**TASK PROMPT:** Replace "label" with "mark" in the lines from the one containing "For practice, label the red flared" through the one containing "(1140, 570)", both included. Give back only those lines, with nothing else changed.
Begin LISTING
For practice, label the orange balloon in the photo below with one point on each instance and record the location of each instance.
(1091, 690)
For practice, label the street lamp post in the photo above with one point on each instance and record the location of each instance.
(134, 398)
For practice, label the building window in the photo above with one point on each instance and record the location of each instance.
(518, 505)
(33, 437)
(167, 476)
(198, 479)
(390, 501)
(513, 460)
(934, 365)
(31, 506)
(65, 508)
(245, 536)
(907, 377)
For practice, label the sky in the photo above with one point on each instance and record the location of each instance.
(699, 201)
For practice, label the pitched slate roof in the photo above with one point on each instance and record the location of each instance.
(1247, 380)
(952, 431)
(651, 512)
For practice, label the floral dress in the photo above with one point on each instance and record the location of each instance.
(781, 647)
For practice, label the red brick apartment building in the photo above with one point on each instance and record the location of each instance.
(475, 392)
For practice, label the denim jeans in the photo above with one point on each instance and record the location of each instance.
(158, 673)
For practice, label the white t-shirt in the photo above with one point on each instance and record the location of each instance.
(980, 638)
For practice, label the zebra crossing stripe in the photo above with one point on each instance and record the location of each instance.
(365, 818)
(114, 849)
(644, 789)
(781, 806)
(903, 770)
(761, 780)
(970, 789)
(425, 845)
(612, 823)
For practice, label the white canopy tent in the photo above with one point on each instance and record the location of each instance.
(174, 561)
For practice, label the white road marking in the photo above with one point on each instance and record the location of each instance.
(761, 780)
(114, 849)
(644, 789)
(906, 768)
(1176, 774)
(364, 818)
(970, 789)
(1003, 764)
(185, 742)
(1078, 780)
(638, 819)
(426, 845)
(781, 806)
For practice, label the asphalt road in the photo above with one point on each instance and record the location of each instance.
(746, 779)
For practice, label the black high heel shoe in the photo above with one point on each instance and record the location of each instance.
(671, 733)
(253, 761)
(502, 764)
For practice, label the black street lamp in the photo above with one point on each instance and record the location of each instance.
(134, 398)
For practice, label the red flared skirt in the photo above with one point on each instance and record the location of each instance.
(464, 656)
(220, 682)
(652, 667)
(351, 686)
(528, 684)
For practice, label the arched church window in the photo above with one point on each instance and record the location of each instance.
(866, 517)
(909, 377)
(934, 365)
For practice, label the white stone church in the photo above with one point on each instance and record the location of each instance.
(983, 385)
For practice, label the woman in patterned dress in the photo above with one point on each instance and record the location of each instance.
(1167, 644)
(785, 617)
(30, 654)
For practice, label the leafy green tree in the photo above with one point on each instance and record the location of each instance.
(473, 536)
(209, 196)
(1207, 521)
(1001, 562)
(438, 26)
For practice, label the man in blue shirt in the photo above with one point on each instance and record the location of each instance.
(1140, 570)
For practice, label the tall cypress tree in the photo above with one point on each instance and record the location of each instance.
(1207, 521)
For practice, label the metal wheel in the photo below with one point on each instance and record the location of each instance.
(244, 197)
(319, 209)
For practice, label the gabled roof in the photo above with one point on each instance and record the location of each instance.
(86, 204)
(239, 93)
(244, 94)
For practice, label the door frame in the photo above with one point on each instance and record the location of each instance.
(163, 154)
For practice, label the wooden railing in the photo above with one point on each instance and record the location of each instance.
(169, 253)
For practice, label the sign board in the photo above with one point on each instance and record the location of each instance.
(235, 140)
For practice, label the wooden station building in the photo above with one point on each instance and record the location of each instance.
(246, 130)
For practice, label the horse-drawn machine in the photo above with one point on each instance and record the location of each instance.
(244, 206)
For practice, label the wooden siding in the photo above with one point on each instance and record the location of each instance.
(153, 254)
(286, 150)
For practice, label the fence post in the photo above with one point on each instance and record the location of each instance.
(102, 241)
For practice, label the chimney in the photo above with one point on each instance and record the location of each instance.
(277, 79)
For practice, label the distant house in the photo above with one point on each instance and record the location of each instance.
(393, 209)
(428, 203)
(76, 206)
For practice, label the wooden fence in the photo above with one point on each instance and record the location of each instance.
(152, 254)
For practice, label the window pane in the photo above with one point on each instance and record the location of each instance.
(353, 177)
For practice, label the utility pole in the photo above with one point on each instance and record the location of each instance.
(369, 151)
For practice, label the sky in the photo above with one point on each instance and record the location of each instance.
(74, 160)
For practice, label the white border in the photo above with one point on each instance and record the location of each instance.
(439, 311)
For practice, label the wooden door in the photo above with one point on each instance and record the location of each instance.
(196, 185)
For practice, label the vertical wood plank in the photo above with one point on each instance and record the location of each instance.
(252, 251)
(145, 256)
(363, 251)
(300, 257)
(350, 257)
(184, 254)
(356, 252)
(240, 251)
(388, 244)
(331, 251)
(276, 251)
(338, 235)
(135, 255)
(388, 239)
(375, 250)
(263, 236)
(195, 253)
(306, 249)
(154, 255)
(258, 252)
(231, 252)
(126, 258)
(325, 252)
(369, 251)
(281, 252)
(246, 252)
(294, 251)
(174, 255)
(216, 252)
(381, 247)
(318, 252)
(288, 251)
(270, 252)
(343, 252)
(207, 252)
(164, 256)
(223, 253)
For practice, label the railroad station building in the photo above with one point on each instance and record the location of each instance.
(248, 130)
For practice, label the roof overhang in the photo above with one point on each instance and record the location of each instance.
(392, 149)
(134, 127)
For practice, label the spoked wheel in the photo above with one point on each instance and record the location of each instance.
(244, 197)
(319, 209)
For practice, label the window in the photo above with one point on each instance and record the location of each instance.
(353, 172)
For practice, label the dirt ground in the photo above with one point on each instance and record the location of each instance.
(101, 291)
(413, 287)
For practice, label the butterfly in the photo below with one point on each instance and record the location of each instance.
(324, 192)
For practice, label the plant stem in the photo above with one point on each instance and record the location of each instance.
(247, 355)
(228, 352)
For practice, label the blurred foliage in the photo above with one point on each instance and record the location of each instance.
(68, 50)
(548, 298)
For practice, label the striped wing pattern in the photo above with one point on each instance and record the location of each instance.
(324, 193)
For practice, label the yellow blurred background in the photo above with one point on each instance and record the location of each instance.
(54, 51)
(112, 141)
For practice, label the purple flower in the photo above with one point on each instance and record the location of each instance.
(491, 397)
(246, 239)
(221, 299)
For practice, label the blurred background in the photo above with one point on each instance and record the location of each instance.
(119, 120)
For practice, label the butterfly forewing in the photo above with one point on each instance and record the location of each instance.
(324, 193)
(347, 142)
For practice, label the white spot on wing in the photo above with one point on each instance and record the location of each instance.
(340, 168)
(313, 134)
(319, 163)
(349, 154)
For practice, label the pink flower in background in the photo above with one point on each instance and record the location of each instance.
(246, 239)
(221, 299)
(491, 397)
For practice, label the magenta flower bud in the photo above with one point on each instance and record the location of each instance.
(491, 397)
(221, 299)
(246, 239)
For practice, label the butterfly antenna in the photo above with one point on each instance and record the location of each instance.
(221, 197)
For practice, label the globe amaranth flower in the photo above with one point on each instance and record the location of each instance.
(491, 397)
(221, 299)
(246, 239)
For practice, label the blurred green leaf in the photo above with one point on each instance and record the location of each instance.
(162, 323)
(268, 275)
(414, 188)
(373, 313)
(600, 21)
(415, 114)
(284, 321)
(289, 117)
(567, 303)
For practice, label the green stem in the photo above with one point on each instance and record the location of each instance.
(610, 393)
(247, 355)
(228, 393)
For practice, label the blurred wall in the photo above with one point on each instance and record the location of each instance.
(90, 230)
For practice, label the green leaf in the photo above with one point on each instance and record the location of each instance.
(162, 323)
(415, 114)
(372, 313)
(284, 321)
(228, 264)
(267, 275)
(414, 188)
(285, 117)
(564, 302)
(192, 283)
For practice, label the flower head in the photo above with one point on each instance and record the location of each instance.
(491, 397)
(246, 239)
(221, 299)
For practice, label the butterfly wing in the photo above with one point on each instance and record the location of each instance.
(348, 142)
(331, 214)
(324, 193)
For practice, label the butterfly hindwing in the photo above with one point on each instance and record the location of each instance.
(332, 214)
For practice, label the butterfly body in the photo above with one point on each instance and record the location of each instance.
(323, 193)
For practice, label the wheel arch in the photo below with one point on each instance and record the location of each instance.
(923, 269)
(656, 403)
End LISTING
**EXERCISE RESPONSE:**
For practice, mark the red flared skirt in the photo above with one point on each instance and record the location of each instance.
(464, 656)
(220, 682)
(652, 667)
(351, 686)
(528, 684)
For practice, mark the arched church window in the photo above with one point on each instance and record the location of each instance.
(866, 517)
(909, 377)
(934, 365)
For practice, mark the white stone church in the photo above with one point on each instance and record the location of each instance.
(983, 385)
For practice, mark the woman in patterned dress in the photo above with one point on each instance and record the location of each instance.
(1167, 644)
(785, 617)
(30, 654)
For practice, mark the leafy green tree in the photo above with one point on each instance and record the location of each instance.
(473, 536)
(209, 196)
(1207, 521)
(1001, 562)
(438, 26)
For practice, mark the man in blue shirt in the photo above with one point on each instance and record the location of each instance.
(1140, 570)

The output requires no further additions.